- [ARBEITSAUFTRAG] Schreiben Sie die folgenden Daten Zeile für Zeile unverändert ab. Lassen Sie die Bilder in Ihrer Abschrift weg.

(Aufzeichnungen markierter Punkte)

--------------------------------

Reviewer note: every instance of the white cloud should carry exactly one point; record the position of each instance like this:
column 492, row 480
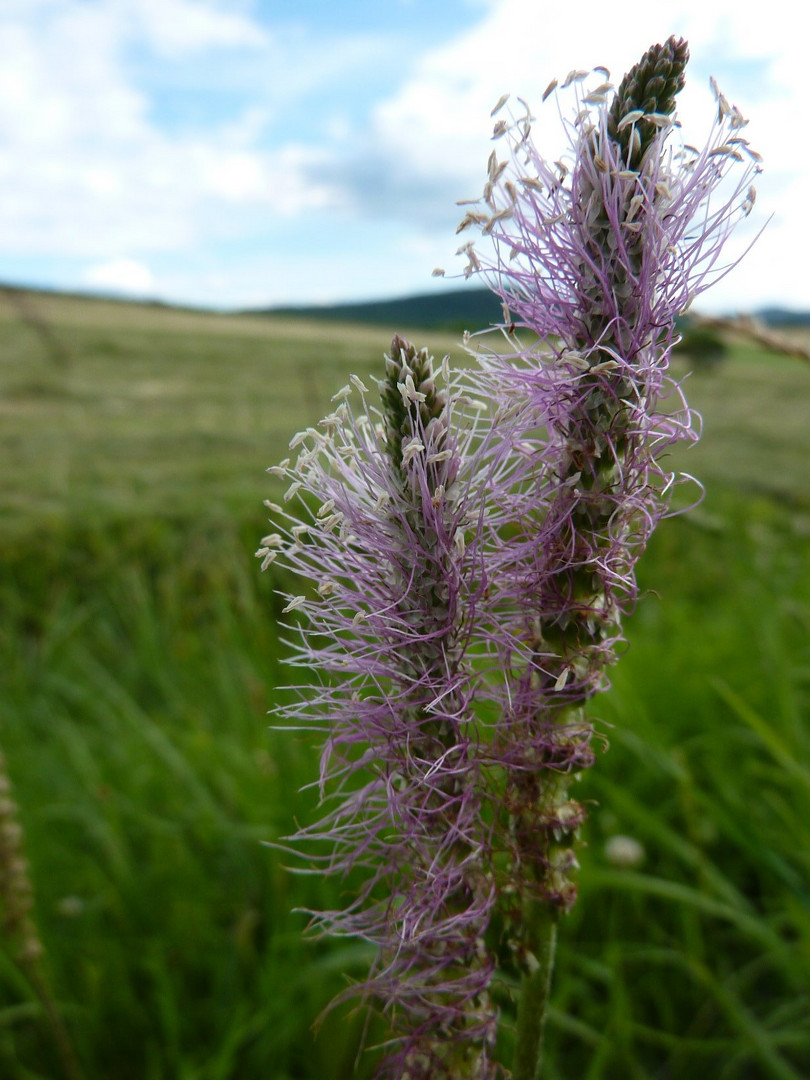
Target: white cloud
column 433, row 132
column 121, row 275
column 90, row 167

--------------------------------

- [ERGEBNIS]
Reviewer note: every instance of the white cloud should carry exactly one point; record the position of each instance like this:
column 492, row 480
Target: white cloud
column 433, row 132
column 121, row 275
column 90, row 167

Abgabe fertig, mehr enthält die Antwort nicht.